=== Extracted entries ===
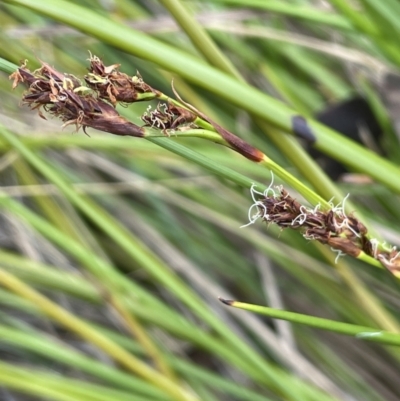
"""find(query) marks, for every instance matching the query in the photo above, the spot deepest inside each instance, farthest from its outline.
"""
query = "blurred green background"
(114, 250)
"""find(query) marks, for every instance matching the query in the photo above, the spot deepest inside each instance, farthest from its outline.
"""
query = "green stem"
(361, 332)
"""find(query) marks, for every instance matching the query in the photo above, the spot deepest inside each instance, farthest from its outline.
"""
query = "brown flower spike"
(63, 96)
(115, 86)
(344, 234)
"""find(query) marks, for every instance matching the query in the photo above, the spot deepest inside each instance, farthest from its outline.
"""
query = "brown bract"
(63, 96)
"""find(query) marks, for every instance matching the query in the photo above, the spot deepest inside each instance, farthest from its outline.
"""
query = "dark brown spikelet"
(167, 116)
(343, 233)
(333, 227)
(115, 86)
(63, 96)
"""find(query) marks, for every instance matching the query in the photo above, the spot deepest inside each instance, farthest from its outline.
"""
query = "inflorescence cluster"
(344, 233)
(93, 104)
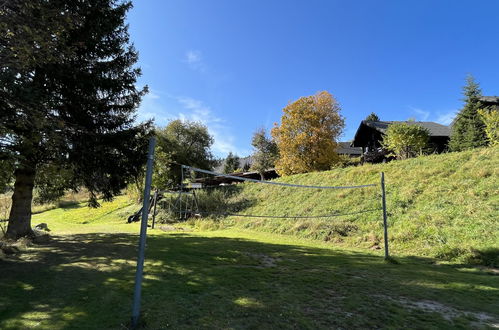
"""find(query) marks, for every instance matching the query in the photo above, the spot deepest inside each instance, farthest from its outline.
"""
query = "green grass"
(441, 206)
(234, 279)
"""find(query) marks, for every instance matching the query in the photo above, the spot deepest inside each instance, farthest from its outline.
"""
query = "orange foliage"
(307, 135)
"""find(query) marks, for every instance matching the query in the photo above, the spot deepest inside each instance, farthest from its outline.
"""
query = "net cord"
(275, 183)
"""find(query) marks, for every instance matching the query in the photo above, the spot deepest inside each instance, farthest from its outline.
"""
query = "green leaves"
(406, 140)
(181, 142)
(468, 131)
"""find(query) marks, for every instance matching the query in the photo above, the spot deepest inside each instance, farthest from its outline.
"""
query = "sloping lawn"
(83, 278)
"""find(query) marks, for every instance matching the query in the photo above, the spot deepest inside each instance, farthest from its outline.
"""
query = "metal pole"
(154, 208)
(385, 224)
(142, 241)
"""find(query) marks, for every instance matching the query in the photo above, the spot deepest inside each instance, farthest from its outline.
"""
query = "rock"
(42, 226)
(40, 236)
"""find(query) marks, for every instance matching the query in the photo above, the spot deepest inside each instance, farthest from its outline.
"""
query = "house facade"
(370, 134)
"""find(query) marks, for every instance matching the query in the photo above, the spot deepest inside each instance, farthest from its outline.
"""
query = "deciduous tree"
(265, 152)
(68, 99)
(181, 142)
(406, 140)
(307, 135)
(491, 120)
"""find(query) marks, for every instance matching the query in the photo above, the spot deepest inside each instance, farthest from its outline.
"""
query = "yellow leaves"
(307, 134)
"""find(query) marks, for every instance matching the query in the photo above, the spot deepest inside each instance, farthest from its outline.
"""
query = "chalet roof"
(435, 129)
(344, 148)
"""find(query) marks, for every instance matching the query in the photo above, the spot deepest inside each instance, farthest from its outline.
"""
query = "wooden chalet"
(370, 134)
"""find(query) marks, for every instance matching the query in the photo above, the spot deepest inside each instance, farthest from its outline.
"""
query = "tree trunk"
(20, 212)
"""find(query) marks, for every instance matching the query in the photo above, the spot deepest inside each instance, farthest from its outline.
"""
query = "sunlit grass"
(441, 206)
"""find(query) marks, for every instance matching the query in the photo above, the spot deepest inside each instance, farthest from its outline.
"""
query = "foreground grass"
(83, 278)
(441, 206)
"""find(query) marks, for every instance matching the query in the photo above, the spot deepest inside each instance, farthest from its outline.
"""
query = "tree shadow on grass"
(86, 281)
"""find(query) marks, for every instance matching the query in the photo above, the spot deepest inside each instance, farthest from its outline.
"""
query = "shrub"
(406, 140)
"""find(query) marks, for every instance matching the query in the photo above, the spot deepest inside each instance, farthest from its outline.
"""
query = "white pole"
(143, 231)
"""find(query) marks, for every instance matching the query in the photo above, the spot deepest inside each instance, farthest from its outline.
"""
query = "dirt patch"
(264, 260)
(447, 312)
(170, 228)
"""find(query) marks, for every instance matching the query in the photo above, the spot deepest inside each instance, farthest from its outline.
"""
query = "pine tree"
(468, 130)
(68, 101)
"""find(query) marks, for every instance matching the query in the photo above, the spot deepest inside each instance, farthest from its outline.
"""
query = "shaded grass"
(441, 206)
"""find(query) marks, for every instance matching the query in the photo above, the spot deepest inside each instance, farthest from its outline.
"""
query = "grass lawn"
(83, 278)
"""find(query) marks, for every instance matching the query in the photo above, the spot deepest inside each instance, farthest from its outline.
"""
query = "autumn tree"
(67, 102)
(265, 152)
(468, 130)
(181, 142)
(307, 135)
(231, 163)
(372, 117)
(406, 140)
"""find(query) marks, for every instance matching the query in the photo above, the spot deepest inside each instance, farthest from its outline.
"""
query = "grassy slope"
(444, 206)
(232, 279)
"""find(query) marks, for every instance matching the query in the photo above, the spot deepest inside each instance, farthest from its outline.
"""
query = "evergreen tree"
(372, 117)
(68, 99)
(468, 130)
(231, 163)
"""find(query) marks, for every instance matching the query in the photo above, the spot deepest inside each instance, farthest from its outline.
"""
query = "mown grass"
(236, 279)
(441, 206)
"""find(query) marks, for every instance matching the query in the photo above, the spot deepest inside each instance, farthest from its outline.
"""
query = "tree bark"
(20, 212)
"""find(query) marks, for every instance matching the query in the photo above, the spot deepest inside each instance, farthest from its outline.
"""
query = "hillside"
(443, 206)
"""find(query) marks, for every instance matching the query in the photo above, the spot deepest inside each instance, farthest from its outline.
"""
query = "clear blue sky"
(234, 65)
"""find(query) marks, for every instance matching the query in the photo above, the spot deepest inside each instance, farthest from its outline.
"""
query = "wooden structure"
(370, 134)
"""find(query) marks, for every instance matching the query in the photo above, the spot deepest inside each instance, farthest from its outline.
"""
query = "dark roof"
(490, 99)
(344, 148)
(435, 129)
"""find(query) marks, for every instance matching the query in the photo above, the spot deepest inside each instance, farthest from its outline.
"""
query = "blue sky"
(234, 65)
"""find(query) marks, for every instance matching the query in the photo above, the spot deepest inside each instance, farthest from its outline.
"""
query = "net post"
(154, 208)
(142, 240)
(385, 224)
===
_Your goal_
The answer should be the full material above, printed exactly, with no pictures in it.

_Response to this exercise_
"""find(query) marks, for every instance matching the query in the photo above, the spot deepest inside each instance, farthest from its outline.
"""
query = "blurred green background"
(114, 250)
"""find(query) marks, for every instance matching the query in the photo above, the spot deepest inside each instance, farthest from its outline.
"""
query = "green stem"
(361, 332)
"""find(query) marks, for every instance matching the query in the photo above, the spot deepest inside each instance, farthest from its outline.
"""
query = "brown flower spike"
(63, 96)
(115, 86)
(344, 234)
"""find(query) marks, for every instance matching the query in the photo above, the spot deepest inside each instance, farthest from its outline.
"""
query = "brown bract"
(63, 96)
"""find(query) marks, for every instance matching the query in the photo above, the spot deepest inside each instance, farthest from its outline.
"""
query = "dark brown spikelet"
(167, 116)
(343, 233)
(333, 227)
(115, 86)
(63, 96)
"""find(query) marks, for every instance matching the query in the photo above, the spot deepest inside each instance, farthest from its outline.
"""
query = "inflorescence cluster"
(344, 233)
(93, 104)
"""find(query) marks, for every instance matching the query in the photo above, the spot deepest inside each instance, farthest from its outline.
"""
query = "green grass"
(441, 206)
(234, 279)
"""find(query) marks, for every instance matching the query in the photo above, the spot deepest inside each instance, farthest from its outline.
"""
query = "orange foliage"
(307, 135)
"""find(query) marks, for every instance matching the query in the photo above, the spot deepest inside each instance, farthest from its outline.
"""
query = "net cord"
(275, 183)
"""find(query) marks, for every instance matching the query in the photo above, the spot deepest inside each instance, farthest from its outline.
"""
query = "green leaves"
(406, 140)
(181, 142)
(468, 131)
"""find(query) marks, for every instance matching the query in the photo above, the spot deepest inside each instance, farthest from its outline.
"""
query = "sloping lawn"
(83, 278)
"""find(query) marks, for every instance matching the query in the photo above, the spot deepest inside each instance, farthest from its outline.
"""
query = "metal pole"
(154, 208)
(385, 224)
(142, 241)
"""find(query) marks, for every instance matching the query in the photo above, the spot deepest inside each instance, farthest from its outline.
"""
query = "rock"
(42, 226)
(40, 236)
"""find(query) marks, for every instance matching the query in the photo above, the spot deepest inside each instance, farthest from its outline.
"""
query = "house facade"
(370, 134)
"""find(query) marks, for every instance matching the query in the photo above, the spot deepest inside each instance, farthest from its outline.
"""
query = "deciduous tree"
(265, 152)
(68, 99)
(181, 142)
(406, 140)
(307, 135)
(491, 120)
"""find(query) marks, for every instance matching the query in the photo above, the spot deepest inside each instance, farthest from its outline.
"""
query = "yellow leaves"
(307, 134)
"""find(query) marks, for every instance matching the query in the photo above, the spot deepest inside each instance, farthest from its outline.
"""
query = "chalet roof"
(435, 129)
(344, 148)
"""find(query) marks, for every instance matching the query in the photo above, the spot deepest inside each instance, farthest from its outline.
"""
query = "wooden chalet"
(370, 134)
"""find(query) marks, for every instance matching the query in the photo above, the spot deepest inside each instance, farthest from its outline.
"""
query = "tree trunk"
(20, 212)
"""find(query) marks, for every instance matching the query in the photo above, the spot deepest inside each instance, farthest from its outline.
"""
query = "sunlit grass"
(441, 206)
"""find(query) marks, for every instance matching the query in the photo above, the spot deepest inside each instance, farthest from its outline.
"""
query = "foreground grass"
(83, 278)
(441, 206)
"""find(query) marks, for every instance matching the query in the photo above, the spot deepest inside each instance, farthest from its outline.
"""
query = "tree shadow on grass"
(86, 281)
"""find(query) marks, for every instance matching the query in the photo above, the spot deepest inside each instance, farthest from its outline.
"""
query = "shrub"
(406, 140)
"""find(query) marks, for every instance matching the query in the photo above, the spot deepest inside each instance, farthest from its outline.
"""
query = "white pole"
(143, 231)
"""find(query) marks, for every instance matching the query in the photo above, the spot deepest inside each instance, farthest from its outline.
"""
query = "dirt patch"
(264, 260)
(447, 312)
(170, 228)
"""find(query) marks, for every instance matching the query in the photo above, the spot deepest inside each instance, farthest from its outline.
"""
query = "pine tree"
(468, 130)
(68, 101)
"""find(query) marks, for every instance matching the query in the photo above, the spot deepest inside each instance, farthest from its outline.
"""
query = "shaded grass"
(441, 206)
"""find(query) marks, for every instance matching the query in the photo above, the spot deepest inside each instance, farthest from its outline.
"""
query = "grass lawn"
(83, 278)
"""find(query) marks, for every instance matching the query in the photo above, the spot deepest inside each instance, farthest from its outline.
"""
query = "autumn tree"
(67, 102)
(265, 152)
(468, 130)
(181, 142)
(307, 135)
(231, 163)
(372, 117)
(406, 140)
"""find(query) marks, for every instance matching the query in the photo above, the spot deepest inside each instance, farthest from its outline.
"""
query = "grassy slope"
(444, 206)
(232, 279)
"""find(query) marks, for every instance matching the query in the photo above, the spot deepest inside each instance, farthest from its outline.
"""
query = "evergreen tree"
(372, 117)
(68, 99)
(468, 130)
(231, 163)
"""find(query) marks, for every instance matching the query in the photo above, the spot deepest inside each instance, farthest from its outline.
"""
query = "mown grass"
(236, 279)
(441, 206)
"""find(query) marks, for every instance matching the query in the photo above, the spot deepest inside each instance, farthest from its outline.
"""
query = "tree bark"
(20, 212)
"""find(query) marks, for every instance matching the query in the photo above, the spot deepest inside each instance, farthest from its outline.
"""
query = "hillside"
(443, 206)
"""find(query) marks, for every instance matching the query in the photo above, the spot deepest inside each instance, farthest from its outline.
"""
query = "clear blue sky"
(234, 65)
"""find(query) marks, for every instance matching the query in the photo above, the spot deepest inside each instance, farthest from its outline.
"""
query = "wooden structure"
(370, 134)
"""find(query) marks, for every instance matching the query in the photo above, the spot deepest inside each instance, farthest from its outline.
"""
query = "dark roof"
(490, 99)
(344, 148)
(435, 129)
"""find(query) marks, for every instance matching the query in the photo above, the spot deepest inside each instance, farthest from its outline.
"""
query = "blue sky"
(234, 65)
"""find(query) marks, for every instance matching the query in the photo above, the spot deepest inside each instance, farthest from its outline.
"""
query = "net post"
(154, 208)
(142, 240)
(385, 224)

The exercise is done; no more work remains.